- Parts of the exercise -
1 – Translate this sentence from the thread on Krippendorff's alpha into Spanish: "You can play around with this in simulations as well."
2 – In the thread on Krippendorff's alpha, rewrite the passage between "Less is more." and "simulations as well.", inclusive, substituting "reliability study" for "rater test".
** start of Source document **
I am planning to do a reliability study in which I want to test the inter-rater reliability of an histopathological grading scheme (several pathologists grade a set of biopsies under the microscope). The grading scheme has 5 categories on an ordinal scale. There will be multiple raters. I am planning to use Krippendorff`s alpha as a reliability measure.
I have 2 questions related to this:
  • Is there any way to perform a sample size calculation?
  • In which way is the result influenced by the number of cases in each category? As some of the categories in my grading scheme are rare, there is a risk that these categories will not be represented in a random sample (or very small in numbers in a proportionate sample). Is it an option to create a sample with even distribution of all categories?
Thanks for Your help.


Less is more. Stay pure. Stay poor.
I haven't done a rater test in over a decade, but regardless if they is an actual power calculation, you could simulate what you expect your results to look like and play around with sample sizes. I get that there likely could be an infinite number of scenarios to explore, so perhaps create what you believe it would look like and the two extremes of best and worst case scenarios.

Correct, if you have a finite sample size and rare classifications there could be issues in ruling out chance, but I can't remember the Krippendorff formula well enough to be more useful. You can play around with this in simulations as well.

Good luck!
** end of Source document **
** start of Material **
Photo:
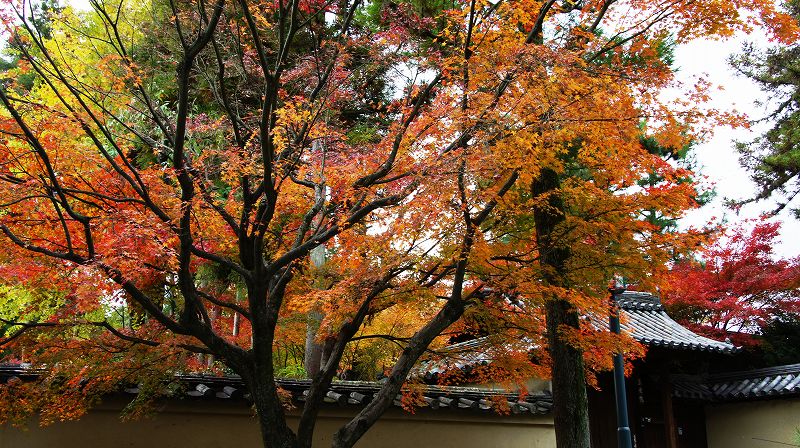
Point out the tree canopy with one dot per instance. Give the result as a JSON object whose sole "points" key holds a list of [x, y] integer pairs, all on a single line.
** end of Material **
- Answers by task -
1 – También puedes experimentar con esto mediante simulaciones.

2 –
Less is more. Stay pure. Stay poor.
I haven't done a reliability study in over a decade, but regardless if they is an actual power calculation, you could simulate what you expect your results to look like and play around with sample sizes. I get that there likely could be an infinite number of scenarios to explore, so perhaps create what you believe it would look like and the two extremes of best and worst case scenarios.

Correct, if you have a finite sample size and rare classifications there could be issues in ruling out chance, but I can't remember the Krippendorff formula well enough to be more useful. You can play around with this in simulations as well.